Work instructions:
Copy each line of the data that has "most" in it.

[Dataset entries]
-----

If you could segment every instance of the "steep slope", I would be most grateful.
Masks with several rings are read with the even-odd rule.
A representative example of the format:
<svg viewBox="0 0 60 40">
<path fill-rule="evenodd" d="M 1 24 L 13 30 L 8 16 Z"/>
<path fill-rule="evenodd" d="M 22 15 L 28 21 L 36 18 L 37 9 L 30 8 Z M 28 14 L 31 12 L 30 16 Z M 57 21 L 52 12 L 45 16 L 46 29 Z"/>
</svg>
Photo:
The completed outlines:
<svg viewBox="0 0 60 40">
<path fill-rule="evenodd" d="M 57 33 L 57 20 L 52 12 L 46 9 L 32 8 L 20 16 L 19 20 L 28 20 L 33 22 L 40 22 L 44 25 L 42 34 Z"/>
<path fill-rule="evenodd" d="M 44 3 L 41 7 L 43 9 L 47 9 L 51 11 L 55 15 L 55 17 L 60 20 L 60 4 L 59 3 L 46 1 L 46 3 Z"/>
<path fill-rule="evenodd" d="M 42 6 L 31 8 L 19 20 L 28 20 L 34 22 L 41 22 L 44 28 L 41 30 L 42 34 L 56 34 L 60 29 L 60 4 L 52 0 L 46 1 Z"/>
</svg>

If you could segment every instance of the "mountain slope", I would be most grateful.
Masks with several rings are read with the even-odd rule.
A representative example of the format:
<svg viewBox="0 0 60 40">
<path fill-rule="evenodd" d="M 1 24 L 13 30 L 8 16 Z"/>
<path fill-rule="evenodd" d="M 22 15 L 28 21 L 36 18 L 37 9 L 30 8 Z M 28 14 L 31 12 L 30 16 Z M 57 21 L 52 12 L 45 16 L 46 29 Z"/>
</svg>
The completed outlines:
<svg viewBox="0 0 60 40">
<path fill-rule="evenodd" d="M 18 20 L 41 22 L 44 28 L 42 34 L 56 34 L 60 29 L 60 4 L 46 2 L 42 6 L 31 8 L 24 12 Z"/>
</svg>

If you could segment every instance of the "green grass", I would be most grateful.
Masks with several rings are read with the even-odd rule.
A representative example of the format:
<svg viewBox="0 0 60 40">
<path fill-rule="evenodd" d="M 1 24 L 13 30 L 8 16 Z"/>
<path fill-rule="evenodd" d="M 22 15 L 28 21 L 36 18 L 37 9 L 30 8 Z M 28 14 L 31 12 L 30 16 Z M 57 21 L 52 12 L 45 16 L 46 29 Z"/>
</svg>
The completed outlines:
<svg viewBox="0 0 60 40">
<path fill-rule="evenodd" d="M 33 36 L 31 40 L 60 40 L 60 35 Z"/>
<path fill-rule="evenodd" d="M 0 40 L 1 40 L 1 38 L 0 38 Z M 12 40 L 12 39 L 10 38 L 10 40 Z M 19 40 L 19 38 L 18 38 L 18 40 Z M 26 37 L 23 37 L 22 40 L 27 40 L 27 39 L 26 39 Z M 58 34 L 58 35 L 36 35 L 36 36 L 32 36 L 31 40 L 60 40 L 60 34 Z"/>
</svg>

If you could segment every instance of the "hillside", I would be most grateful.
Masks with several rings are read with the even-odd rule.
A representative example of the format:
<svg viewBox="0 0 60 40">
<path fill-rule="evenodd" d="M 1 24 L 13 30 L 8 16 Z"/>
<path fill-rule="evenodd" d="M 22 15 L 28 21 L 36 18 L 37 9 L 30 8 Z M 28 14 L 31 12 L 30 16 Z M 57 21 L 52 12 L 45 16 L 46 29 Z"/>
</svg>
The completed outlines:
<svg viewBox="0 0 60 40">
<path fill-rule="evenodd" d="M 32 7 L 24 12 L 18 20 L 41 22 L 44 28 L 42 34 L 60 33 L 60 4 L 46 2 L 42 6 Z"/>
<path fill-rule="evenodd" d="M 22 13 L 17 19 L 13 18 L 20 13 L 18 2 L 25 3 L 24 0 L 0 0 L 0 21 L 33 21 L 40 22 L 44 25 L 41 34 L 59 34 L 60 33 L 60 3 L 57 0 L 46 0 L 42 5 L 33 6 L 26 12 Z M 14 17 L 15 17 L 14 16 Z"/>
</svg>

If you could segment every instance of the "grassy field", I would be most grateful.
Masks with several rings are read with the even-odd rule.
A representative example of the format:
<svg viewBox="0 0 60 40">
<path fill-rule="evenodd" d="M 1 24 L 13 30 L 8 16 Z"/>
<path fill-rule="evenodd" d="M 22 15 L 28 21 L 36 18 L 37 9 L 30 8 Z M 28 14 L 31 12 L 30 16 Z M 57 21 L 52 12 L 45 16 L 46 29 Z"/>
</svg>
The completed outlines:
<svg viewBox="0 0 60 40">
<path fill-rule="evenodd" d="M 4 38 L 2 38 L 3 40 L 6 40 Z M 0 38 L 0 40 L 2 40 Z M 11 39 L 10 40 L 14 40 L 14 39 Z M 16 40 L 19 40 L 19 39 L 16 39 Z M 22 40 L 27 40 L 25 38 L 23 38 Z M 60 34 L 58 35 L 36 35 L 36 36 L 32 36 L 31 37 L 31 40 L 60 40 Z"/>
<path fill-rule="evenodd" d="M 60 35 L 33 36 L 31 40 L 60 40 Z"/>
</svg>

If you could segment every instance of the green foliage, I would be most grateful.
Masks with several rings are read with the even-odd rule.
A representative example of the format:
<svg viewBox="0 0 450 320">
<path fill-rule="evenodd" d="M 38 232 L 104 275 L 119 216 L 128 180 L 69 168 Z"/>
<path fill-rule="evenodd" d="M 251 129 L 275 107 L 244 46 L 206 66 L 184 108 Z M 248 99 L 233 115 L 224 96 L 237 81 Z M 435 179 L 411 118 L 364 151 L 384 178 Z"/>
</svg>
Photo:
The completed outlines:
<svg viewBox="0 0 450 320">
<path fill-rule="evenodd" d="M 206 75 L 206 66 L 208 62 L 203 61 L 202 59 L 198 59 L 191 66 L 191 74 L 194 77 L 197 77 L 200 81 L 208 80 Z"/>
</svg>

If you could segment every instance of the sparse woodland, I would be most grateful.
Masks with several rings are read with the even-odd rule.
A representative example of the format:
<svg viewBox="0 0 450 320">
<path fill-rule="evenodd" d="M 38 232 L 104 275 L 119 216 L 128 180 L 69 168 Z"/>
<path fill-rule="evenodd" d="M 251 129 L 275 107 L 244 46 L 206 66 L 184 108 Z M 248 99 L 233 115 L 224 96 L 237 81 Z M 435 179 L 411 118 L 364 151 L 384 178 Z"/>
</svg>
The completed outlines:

-----

Result of the exercise:
If you could segment every instance of the "steep slope", I would be most grateful.
If you could segment every instance of the "mountain slope", I would be most grateful.
If you could segment every instance of the "green grass", I would be most grateful.
If you could segment every instance of the "hillside", I would be most grateful.
If you could segment every instance of the "grassy field", I would be most grateful.
If you could segment every instance of the green foliage, I would be most grateful.
If you could segment every instance of the sparse woodland, I would be most grateful.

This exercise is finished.